Aim
Restate all of the data exactly.

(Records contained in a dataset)
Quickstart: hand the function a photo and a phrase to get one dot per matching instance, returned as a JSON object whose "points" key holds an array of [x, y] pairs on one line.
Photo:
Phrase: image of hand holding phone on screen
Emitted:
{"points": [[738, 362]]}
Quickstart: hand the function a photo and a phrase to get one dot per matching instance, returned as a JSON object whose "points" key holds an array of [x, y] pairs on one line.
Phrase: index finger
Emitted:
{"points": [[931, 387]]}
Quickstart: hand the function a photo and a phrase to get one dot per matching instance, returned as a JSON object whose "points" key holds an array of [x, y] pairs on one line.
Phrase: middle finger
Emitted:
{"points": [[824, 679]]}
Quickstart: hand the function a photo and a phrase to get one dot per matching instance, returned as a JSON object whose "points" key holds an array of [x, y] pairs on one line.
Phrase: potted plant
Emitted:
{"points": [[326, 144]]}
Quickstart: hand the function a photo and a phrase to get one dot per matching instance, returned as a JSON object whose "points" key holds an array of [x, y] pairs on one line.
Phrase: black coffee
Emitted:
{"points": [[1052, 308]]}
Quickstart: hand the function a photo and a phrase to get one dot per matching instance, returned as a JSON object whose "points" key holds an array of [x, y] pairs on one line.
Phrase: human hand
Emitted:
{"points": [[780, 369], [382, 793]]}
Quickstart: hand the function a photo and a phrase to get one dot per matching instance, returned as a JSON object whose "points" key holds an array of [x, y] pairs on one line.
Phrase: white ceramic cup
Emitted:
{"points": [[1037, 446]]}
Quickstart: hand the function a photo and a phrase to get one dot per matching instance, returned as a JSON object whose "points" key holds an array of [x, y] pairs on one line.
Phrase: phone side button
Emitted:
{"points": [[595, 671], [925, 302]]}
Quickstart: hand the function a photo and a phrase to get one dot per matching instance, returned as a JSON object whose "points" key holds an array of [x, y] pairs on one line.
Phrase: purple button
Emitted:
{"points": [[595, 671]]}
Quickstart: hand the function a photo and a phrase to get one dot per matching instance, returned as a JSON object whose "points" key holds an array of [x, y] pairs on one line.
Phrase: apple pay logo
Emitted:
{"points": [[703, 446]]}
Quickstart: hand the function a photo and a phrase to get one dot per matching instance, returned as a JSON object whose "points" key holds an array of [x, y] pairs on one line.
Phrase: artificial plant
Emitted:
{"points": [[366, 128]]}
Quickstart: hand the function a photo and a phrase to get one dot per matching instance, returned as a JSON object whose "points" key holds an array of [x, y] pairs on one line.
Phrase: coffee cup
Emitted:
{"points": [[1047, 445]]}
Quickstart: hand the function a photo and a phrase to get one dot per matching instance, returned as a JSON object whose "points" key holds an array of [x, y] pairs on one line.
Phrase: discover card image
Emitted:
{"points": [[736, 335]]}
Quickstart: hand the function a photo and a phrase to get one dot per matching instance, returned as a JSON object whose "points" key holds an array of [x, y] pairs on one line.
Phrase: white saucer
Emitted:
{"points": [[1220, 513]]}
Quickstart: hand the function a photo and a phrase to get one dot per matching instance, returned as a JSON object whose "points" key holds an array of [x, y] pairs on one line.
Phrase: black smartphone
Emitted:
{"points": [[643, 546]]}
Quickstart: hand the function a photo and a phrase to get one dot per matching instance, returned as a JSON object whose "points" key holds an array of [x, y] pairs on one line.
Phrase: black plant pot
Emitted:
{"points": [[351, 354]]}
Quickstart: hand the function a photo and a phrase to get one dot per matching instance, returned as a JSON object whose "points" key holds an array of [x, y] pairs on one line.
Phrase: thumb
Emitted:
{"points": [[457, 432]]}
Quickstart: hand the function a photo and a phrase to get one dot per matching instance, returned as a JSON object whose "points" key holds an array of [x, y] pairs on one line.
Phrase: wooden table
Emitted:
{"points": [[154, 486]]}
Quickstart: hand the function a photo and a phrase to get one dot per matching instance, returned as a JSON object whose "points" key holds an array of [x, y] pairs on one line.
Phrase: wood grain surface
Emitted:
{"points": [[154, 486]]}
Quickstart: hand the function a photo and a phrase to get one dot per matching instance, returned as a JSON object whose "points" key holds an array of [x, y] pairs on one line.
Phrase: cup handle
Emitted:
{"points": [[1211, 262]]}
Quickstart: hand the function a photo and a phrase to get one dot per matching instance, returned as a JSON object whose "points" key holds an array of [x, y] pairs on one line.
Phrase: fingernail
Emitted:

Solution for this problem
Quickstart: hand the function a photo and a phrase to get one dot per matching instance, returned as a JSON object whose "points" key holds an array of [x, y] pairs on one line.
Photo:
Phrase: image of hand holding phone on screen
Emitted:
{"points": [[738, 362]]}
Quickstart: hand the function a photo and a phrase to get one dot per matching instance, returned as a JSON object whose "points" key holds an array of [x, y] pairs on one line.
Phrase: index finger
Emitted:
{"points": [[931, 387]]}
Quickstart: hand the function a photo and a phrase to get one dot per matching instance, returned as a JSON object whose "points" key holds an array of [x, y] pairs on one line.
Phrase: middle finger
Emitted:
{"points": [[824, 679]]}
Quickstart: hand the function a photo and a phrase to get one dot per matching instance, returned as a JSON object whose "points" key holds an array of [x, y] pairs on one line.
Phrase: potted plant
Emitted:
{"points": [[326, 144]]}
Quickstart: hand the function a photo and a phrase to get one dot per matching instance, returned as a JSON object whose "points" key holds an array of [x, y] pairs on one line.
Phrase: black coffee
Emitted:
{"points": [[1052, 308]]}
Quickstart: hand the function a photo and a phrase to get one dot per matching instance, returned as a JSON object whose "points" key holds an array of [x, y] pairs on one line.
Phrase: human hand
Emitted:
{"points": [[780, 369], [382, 793]]}
Quickstart: hand the function a photo and a phrase to get one dot per matching instance, returned as a JSON object whose "points" key holds an array of [x, y] pairs on one line.
Phrase: white ceramic cup
Emitted:
{"points": [[1037, 446]]}
Quickstart: hand the function a photo and a phrase to get one dot per matching instance, returned as a JSON object whose "points" key holds an array of [x, y] pairs on one line.
Phrase: phone side button
Emitted:
{"points": [[595, 671], [925, 302]]}
Quickstart: hand the function a photo and a phrase to get one dot per matching instance, returned as a JSON object whose "points" key holds an array of [x, y] pairs on one line.
Phrase: purple button
Emitted:
{"points": [[595, 671]]}
Quickstart: hand the function a photo and a phrase to get one dot per matching instance, returned as a JSON object whose "points" key holds an array of [x, y] pairs on one line.
Phrase: apple pay logo
Emitted:
{"points": [[703, 446]]}
Quickstart: hand the function a photo and a phrase to get one dot per matching instance, returned as a JSON object whose "points" key holds an array of [x, y] pairs on one line.
Phrase: artificial plant
Emitted:
{"points": [[366, 128]]}
Quickstart: hand the function a photo and a phrase to get one dot per matching instance, returned as a JSON object whose "points" key holds an array of [x, y] pairs on one line.
Phrase: coffee cup
Emitted:
{"points": [[1047, 445]]}
Quickstart: hand the function a photo and a phrase to get one dot per matching instance, returned as a JSON object whose "points" key holds an array of [x, y] pairs on one line.
Phrase: discover card image
Emitted:
{"points": [[736, 335]]}
Quickstart: hand the function a photo and a phrase to get one dot per matching instance, returned as a JSON object whose "points" key holds an array of [x, y] pairs on one line.
Phrase: white saucer
Emitted:
{"points": [[1220, 513]]}
Quickstart: hand the function a photo and a phrase to get one dot per matching instance, returned as a JSON object whose "points" key holds an array of [x, y] pairs on one line.
Phrase: black smartphone
Emitted:
{"points": [[643, 546]]}
Quickstart: hand the function a photo and a phrase to get one dot per matching instance, returned as a JSON object whose "points" key holds an array of [x, y] pairs on one line.
Phrase: black plant pot
Emitted:
{"points": [[351, 354]]}
Quickstart: hand the function a photo and a phrase to get one dot per matching instance, returned as a JSON object whose "points" key holds an array of [x, y] pairs on one line.
Phrase: thumb
Emitted:
{"points": [[457, 432]]}
Quickstart: hand the function a photo and a phrase to get one dot per matching instance, returned as a JSON object whose "points" key holds an array of [x, y] pairs on one line.
Phrase: wooden table
Emitted:
{"points": [[154, 486]]}
Quickstart: hand the function a photo and a phrase to get one dot per matching instance, returned as a JSON object whose "points" key holds an array of [x, y] pairs on one line.
Phrase: wood grain surface
Emitted:
{"points": [[154, 486]]}
Quickstart: hand the function a photo and a phrase to get one dot per matching instance, returned as a JSON object whose "points" key holds an array of [x, y] pairs on one line.
Phrase: cup handle
Emitted:
{"points": [[1211, 262]]}
Quickstart: hand the function a photo and a phrase to get one dot per matching instance, returned as a JSON object whose "points" key holds an array of [x, y] pairs on one line.
Phrase: fingernail
Emitted:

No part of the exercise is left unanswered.